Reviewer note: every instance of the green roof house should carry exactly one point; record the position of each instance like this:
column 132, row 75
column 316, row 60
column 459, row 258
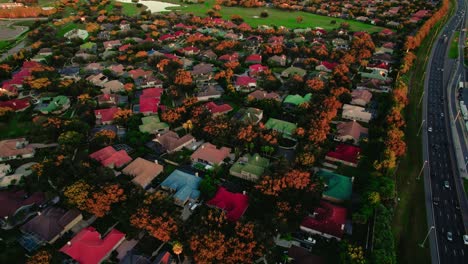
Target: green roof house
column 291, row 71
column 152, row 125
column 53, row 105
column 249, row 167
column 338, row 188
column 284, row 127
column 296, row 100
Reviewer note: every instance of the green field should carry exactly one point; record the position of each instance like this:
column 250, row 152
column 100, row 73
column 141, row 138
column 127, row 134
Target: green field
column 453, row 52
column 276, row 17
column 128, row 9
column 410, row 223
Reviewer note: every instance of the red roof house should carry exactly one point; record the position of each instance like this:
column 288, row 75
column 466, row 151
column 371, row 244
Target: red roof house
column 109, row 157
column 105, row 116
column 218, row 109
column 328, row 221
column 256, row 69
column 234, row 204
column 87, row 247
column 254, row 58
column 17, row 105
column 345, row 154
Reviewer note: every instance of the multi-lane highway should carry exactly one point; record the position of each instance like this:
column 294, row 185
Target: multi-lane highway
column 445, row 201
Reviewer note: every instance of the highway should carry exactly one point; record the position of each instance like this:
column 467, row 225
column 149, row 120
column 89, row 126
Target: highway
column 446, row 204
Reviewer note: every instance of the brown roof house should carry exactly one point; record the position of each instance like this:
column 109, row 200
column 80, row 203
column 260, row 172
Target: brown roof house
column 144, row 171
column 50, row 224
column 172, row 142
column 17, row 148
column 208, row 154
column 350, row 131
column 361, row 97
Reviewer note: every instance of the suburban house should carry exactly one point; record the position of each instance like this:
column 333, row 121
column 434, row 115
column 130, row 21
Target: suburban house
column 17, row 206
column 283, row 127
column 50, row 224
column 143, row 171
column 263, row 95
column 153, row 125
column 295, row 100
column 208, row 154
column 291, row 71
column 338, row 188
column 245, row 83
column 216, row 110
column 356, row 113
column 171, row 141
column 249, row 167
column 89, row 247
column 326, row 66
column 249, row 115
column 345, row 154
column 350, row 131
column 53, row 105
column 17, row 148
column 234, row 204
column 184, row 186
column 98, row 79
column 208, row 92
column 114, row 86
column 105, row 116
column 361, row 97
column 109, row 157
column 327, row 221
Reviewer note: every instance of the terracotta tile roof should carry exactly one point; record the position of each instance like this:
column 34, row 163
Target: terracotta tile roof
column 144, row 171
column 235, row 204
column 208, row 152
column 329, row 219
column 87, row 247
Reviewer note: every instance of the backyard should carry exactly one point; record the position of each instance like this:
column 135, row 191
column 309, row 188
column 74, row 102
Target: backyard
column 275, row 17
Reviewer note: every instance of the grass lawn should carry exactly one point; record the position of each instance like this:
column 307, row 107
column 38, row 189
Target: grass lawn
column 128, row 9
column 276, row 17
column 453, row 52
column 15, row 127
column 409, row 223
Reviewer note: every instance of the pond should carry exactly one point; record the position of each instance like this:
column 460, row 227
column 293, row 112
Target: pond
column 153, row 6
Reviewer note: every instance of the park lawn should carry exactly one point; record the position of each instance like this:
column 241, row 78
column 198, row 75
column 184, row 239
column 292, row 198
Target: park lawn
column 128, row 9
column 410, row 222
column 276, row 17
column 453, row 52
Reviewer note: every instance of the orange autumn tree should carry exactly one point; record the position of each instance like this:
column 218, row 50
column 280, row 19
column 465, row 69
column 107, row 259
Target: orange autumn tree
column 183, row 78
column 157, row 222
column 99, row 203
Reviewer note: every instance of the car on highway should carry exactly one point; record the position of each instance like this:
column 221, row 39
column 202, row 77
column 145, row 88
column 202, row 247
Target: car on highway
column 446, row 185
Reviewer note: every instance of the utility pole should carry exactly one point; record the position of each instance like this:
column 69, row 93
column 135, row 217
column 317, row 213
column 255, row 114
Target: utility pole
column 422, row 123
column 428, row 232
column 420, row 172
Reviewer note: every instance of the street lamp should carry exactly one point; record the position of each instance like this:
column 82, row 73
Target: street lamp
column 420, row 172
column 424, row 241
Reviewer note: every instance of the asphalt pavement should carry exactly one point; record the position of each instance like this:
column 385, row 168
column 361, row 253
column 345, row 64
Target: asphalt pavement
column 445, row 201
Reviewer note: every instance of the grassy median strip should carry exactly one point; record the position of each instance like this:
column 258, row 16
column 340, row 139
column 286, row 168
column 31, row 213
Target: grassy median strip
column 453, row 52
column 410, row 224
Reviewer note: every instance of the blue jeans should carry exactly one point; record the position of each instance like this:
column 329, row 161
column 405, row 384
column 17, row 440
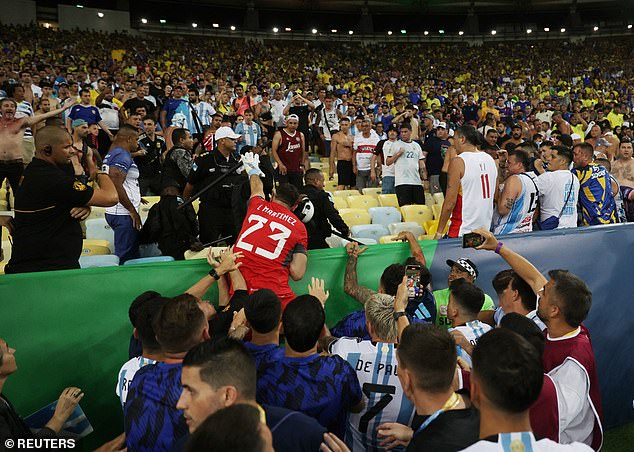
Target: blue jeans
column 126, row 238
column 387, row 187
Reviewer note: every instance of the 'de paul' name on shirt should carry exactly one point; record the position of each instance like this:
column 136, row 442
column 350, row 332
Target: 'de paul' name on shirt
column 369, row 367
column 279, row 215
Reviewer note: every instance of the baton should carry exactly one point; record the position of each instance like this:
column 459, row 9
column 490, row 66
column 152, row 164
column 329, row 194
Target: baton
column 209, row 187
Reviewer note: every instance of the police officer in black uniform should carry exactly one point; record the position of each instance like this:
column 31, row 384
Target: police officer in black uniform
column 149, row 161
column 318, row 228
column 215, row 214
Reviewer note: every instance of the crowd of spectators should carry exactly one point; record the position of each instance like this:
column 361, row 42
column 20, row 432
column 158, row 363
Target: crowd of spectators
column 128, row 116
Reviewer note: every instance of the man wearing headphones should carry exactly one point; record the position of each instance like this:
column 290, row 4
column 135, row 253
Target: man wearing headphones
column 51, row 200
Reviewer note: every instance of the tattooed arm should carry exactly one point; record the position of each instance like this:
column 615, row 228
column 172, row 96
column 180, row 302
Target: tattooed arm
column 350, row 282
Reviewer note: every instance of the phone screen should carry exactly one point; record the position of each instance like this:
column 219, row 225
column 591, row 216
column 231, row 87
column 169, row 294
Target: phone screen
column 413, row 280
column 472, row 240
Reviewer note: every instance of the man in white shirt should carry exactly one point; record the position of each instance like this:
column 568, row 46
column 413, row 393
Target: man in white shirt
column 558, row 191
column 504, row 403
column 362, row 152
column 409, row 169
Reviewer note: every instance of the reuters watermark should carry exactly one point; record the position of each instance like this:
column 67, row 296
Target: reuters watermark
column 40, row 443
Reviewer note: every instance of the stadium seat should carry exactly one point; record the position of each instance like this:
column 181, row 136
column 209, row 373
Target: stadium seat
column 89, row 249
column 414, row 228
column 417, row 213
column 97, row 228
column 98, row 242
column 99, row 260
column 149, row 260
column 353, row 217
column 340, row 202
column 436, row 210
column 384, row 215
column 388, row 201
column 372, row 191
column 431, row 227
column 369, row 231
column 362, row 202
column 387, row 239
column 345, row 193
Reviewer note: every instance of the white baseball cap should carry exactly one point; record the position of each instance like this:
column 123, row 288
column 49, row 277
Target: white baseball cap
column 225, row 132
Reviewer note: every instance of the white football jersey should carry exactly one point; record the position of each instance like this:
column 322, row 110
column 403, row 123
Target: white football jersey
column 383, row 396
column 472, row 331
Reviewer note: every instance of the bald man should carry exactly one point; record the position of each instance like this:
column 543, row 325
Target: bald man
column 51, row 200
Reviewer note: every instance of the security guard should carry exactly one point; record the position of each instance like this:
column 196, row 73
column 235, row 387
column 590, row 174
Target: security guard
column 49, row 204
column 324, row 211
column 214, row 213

• _Work required_: Transcribe the whole of the data exactly, minus any pictures.

• _Response area_:
Reviewer note: every instance of the green roof house should carry exactly one point; record the position of each instance like this:
column 132, row 75
column 316, row 60
column 459, row 258
Target: green roof house
column 291, row 71
column 152, row 125
column 53, row 105
column 249, row 167
column 338, row 188
column 284, row 127
column 296, row 100
Reviewer note: every instance of the green field should carry exactly one point; record the position of each instance like this:
column 250, row 152
column 100, row 73
column 141, row 138
column 127, row 134
Target: green field
column 453, row 52
column 276, row 17
column 128, row 9
column 410, row 223
Reviewer note: every instance of the red roof house should carry exactly one point; record the position of each instance like this:
column 288, row 75
column 466, row 151
column 371, row 244
Target: red roof house
column 109, row 157
column 105, row 116
column 218, row 109
column 328, row 221
column 256, row 69
column 234, row 204
column 87, row 247
column 254, row 58
column 17, row 105
column 345, row 154
Reviewer note: every instance of the multi-lane highway should carry exactly one point; record the position of each instance like this:
column 294, row 185
Target: multi-lane highway
column 445, row 201
Reviewer note: every instance of the highway should carry exactly one point; record the position of each instance like this:
column 467, row 225
column 149, row 120
column 89, row 126
Target: highway
column 446, row 204
Reviewer note: every instance of the brown roof house should carry exactly one point; record the position of each instance like this:
column 109, row 200
column 80, row 203
column 260, row 172
Target: brown roof house
column 144, row 171
column 50, row 224
column 172, row 142
column 17, row 148
column 208, row 154
column 350, row 131
column 361, row 97
Reviewer note: every instance of the suburban house should carry exactly one point; record the position of each instance like this:
column 333, row 121
column 434, row 115
column 130, row 21
Target: suburban house
column 17, row 206
column 283, row 127
column 50, row 224
column 143, row 171
column 263, row 95
column 153, row 125
column 295, row 100
column 208, row 154
column 291, row 71
column 338, row 188
column 245, row 83
column 216, row 110
column 356, row 113
column 171, row 141
column 249, row 167
column 89, row 247
column 326, row 66
column 249, row 115
column 345, row 154
column 350, row 131
column 53, row 105
column 17, row 148
column 234, row 204
column 184, row 186
column 98, row 79
column 208, row 92
column 114, row 86
column 105, row 116
column 361, row 97
column 109, row 157
column 327, row 221
Reviewer note: every instance of the terracotta tile roof should carry exactly one point; record the position of each instance like this:
column 34, row 163
Target: terracotta tile roof
column 144, row 171
column 235, row 204
column 208, row 152
column 329, row 219
column 87, row 247
Reviewer note: every instance of the backyard should carry exactly one point; record the position of each instance like this:
column 135, row 191
column 309, row 188
column 74, row 102
Target: backyard
column 275, row 17
Reviewer note: every instance of the grass lawn should carry exactly one point; record the position of each instance like this:
column 307, row 107
column 38, row 189
Target: grass lawn
column 128, row 9
column 276, row 17
column 453, row 52
column 15, row 127
column 409, row 223
Reviewer note: every instance of the pond should carry exactly one point; record the position of each instance like this:
column 460, row 227
column 293, row 112
Target: pond
column 153, row 6
Reviewer note: every instance of the park lawn should carry exactly one point; record the position of each instance like this:
column 241, row 78
column 198, row 75
column 184, row 239
column 292, row 198
Target: park lawn
column 128, row 9
column 410, row 222
column 276, row 17
column 453, row 52
Reviewer note: every instance of the orange autumn tree should carry exactly one point; record the position of each instance like this:
column 218, row 50
column 280, row 19
column 465, row 69
column 107, row 259
Target: orange autumn tree
column 183, row 78
column 157, row 222
column 99, row 203
Reviewer note: every instance of the car on highway should carry exactly one point; record the position of each instance like this:
column 221, row 39
column 202, row 77
column 145, row 88
column 202, row 247
Target: car on highway
column 446, row 185
Reviewer note: every instance of the utility pole should carry exactly one point; record the position of each instance like this:
column 69, row 93
column 135, row 217
column 317, row 213
column 255, row 114
Target: utility pole
column 422, row 123
column 428, row 232
column 420, row 172
Reviewer note: every instance of the street lamp should carry exactly one point; record the position of each instance like this:
column 82, row 73
Target: street lamp
column 420, row 172
column 424, row 241
Reviewer note: every instance of the asphalt pavement should carry exactly one point; record the position of each instance like this:
column 385, row 168
column 361, row 253
column 345, row 64
Target: asphalt pavement
column 445, row 201
Reviewer note: every instance of the grassy median strip should carry exactly one point; record the position of each instance like this:
column 258, row 16
column 340, row 139
column 286, row 168
column 31, row 213
Target: grassy median strip
column 453, row 52
column 410, row 224
Reviewer note: every instance of the blue jeans should carry exactly one point; record the position of each instance like this:
column 329, row 161
column 405, row 384
column 17, row 440
Target: blue jeans
column 126, row 238
column 387, row 187
Reviewer note: every instance of the 'de paul' name on shirt should carry exactly one point; record the position of each instance like this:
column 136, row 442
column 350, row 332
Target: 'de paul' name on shirt
column 369, row 367
column 279, row 215
Reviewer note: every instance of the baton should carry exactly one point; record the position of each instance like this:
column 459, row 9
column 490, row 66
column 152, row 164
column 329, row 194
Target: baton
column 209, row 187
Reviewer note: every instance of the police officer in black uniform should carry exactly one point; record the position of each instance like this:
column 31, row 384
Target: police officer in black uniform
column 149, row 161
column 318, row 228
column 215, row 214
Reviewer note: every instance of the crowd of spectators should carry exactly one point; record the position of each instance like this:
column 361, row 42
column 20, row 432
column 158, row 363
Target: crowd of spectators
column 128, row 116
Reviewer note: every instance of the man wearing headphones should carry exactly one point; record the position of each instance like this:
column 290, row 4
column 135, row 253
Target: man wearing headphones
column 51, row 200
Reviewer note: every instance of the tattooed arm should carry exactly one point; record the position of each instance like this:
column 615, row 228
column 172, row 96
column 180, row 302
Target: tattooed arm
column 350, row 282
Reviewer note: every instance of the phone screen should carry exactly one point; record the position of each instance like this:
column 219, row 225
column 591, row 216
column 231, row 87
column 169, row 294
Target: phone screen
column 413, row 280
column 472, row 240
Reviewer note: every instance of the man in white shirt should carry exactly one point; record the position of each instance like this:
column 568, row 46
column 413, row 393
Target: man in white shirt
column 558, row 191
column 504, row 403
column 362, row 152
column 409, row 169
Reviewer note: every instance of the reuters watermark should carry exactly one point; record the position of each instance like this:
column 67, row 296
Target: reuters watermark
column 40, row 443
Reviewer note: every instance of the stadium seat should carry exactly one point; record the position of each instance like this:
column 181, row 136
column 209, row 373
Target: stadium seat
column 89, row 249
column 414, row 228
column 417, row 213
column 97, row 228
column 98, row 242
column 99, row 260
column 149, row 260
column 353, row 217
column 340, row 202
column 436, row 210
column 384, row 215
column 388, row 201
column 372, row 191
column 431, row 227
column 369, row 231
column 362, row 202
column 387, row 239
column 345, row 193
Reviewer note: every instance of the white baseball cap should carry exactly one point; record the position of each instance like this:
column 123, row 288
column 49, row 277
Target: white baseball cap
column 225, row 132
Reviewer note: every instance of the white football jersey should carry exactly one point; record the position of each instance like this:
column 322, row 110
column 403, row 123
Target: white football jersey
column 383, row 396
column 472, row 331
Reviewer note: every instance of the bald man should carry exactly one point; record the position of each instance like this:
column 543, row 325
Target: bald man
column 51, row 200
Reviewer note: every instance of the security guard should carry exactly one point; record the position of each instance like this:
column 196, row 73
column 235, row 387
column 590, row 174
Target: security guard
column 49, row 204
column 324, row 211
column 214, row 213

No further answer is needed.